_Records shown_
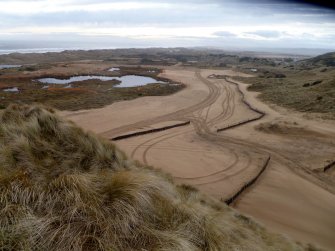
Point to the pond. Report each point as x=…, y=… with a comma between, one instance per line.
x=8, y=66
x=114, y=69
x=13, y=89
x=125, y=81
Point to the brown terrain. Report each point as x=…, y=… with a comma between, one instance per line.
x=280, y=156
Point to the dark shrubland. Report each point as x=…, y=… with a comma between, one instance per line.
x=65, y=189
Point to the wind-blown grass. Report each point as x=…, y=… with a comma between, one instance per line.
x=62, y=188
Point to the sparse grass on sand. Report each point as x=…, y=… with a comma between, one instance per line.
x=309, y=90
x=62, y=188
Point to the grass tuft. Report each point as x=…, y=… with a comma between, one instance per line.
x=66, y=189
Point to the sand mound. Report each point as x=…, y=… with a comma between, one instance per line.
x=65, y=189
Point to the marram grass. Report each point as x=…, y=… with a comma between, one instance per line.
x=62, y=188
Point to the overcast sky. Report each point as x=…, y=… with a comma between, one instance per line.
x=168, y=23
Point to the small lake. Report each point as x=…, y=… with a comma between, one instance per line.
x=13, y=89
x=8, y=66
x=114, y=69
x=125, y=81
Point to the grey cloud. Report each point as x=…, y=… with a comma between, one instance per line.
x=224, y=34
x=266, y=33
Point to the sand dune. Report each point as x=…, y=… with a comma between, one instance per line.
x=289, y=197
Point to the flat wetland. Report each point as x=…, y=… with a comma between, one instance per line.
x=93, y=85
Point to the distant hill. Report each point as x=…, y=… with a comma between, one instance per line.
x=62, y=188
x=327, y=59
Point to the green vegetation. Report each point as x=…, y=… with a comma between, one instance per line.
x=299, y=87
x=63, y=188
x=82, y=95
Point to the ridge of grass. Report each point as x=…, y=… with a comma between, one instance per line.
x=62, y=188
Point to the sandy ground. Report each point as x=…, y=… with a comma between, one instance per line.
x=289, y=197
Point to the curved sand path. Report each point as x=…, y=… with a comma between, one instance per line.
x=220, y=163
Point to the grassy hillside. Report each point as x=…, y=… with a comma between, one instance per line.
x=301, y=87
x=65, y=189
x=327, y=59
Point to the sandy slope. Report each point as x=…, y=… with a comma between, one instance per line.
x=287, y=197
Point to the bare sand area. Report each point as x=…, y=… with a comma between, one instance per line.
x=290, y=195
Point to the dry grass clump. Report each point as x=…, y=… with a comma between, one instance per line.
x=64, y=189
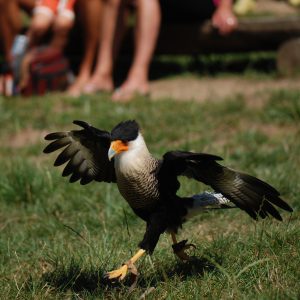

_What is expected_
For this exercise, transcribe the data exactly but without its pictures.

_The answer_
Point to the pond. Report each point as x=…, y=… with a comma between, one instance per line.
x=8, y=66
x=114, y=69
x=13, y=89
x=125, y=81
Point to the brown terrain. Report each point as x=…, y=… with a comma between, one instance per line.
x=280, y=156
Point to the dark shrubland. Report each point as x=…, y=… with a comma between, one instance per line.
x=65, y=189
Point to the wind-blown grass. Report each point as x=…, y=… with a comma between, one instance per line.
x=62, y=188
Point to the sparse grass on sand. Report each point as x=…, y=… with a comma between, one instance per line.
x=309, y=90
x=62, y=188
Point to the grass tuft. Report each point as x=…, y=… with a comma between, one instance per line.
x=66, y=189
Point to the sand mound. Report each point as x=…, y=… with a comma between, one instance per line.
x=65, y=189
Point to the marram grass. Report each point as x=…, y=… with a comma between, one instance per line.
x=62, y=188
Point to the overcast sky. Report each point as x=…, y=… with a comma between, one instance per line.
x=168, y=23
Point to the small lake. Report each point as x=…, y=… with a comma between, one instance per line.
x=13, y=89
x=8, y=66
x=114, y=69
x=125, y=81
Point to the grey cloud. Report each point as x=…, y=… with a comma between, one instance per line.
x=224, y=34
x=266, y=33
Point to the sand dune. Report each point as x=…, y=… with a comma between, one instance per line.
x=289, y=197
Point to the flat wetland. Report each point as x=…, y=… with a comma between, one instance per line.
x=93, y=85
Point to the distant hill. Report each point as x=…, y=… with a comma between, one instance per line.
x=62, y=188
x=327, y=59
Point to the green vegetation. Report each point as x=…, y=… with a comma between, one instance per line.
x=299, y=87
x=63, y=188
x=82, y=95
Point to the ridge of grass. Report each point as x=…, y=… with a comma between, one instance per line.
x=62, y=188
Point to the sandy ground. Report each point as x=…, y=… with a comma between, one instance per line.
x=289, y=197
Point to the curved sand path. Report each point as x=…, y=… with a comma between, one instance per line.
x=220, y=163
Point to the grassy hillside. Report each point as x=…, y=… with a comma between, one instance per line.
x=301, y=87
x=65, y=189
x=327, y=59
Point to the sandy slope. Report each point as x=…, y=… with a comma between, one instance per line.
x=287, y=197
Point to the bare sand area. Report each point as x=…, y=… with a comma between, one instance per line.
x=290, y=195
Point to the dry grass clump. Report each point as x=…, y=… with a comma between, one instance per line.
x=64, y=189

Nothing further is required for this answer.